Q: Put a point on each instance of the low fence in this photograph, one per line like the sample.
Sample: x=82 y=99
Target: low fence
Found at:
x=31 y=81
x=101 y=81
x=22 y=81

- _EXERCISE INSTRUCTIONS_
Copy the entries above line for line, with no changes.

- _RESPONSE_
Q: Put a point on each instance of the low fence in this photograph, one per line like the sample.
Sample: x=82 y=99
Target: low fence
Found at:
x=31 y=81
x=101 y=81
x=22 y=81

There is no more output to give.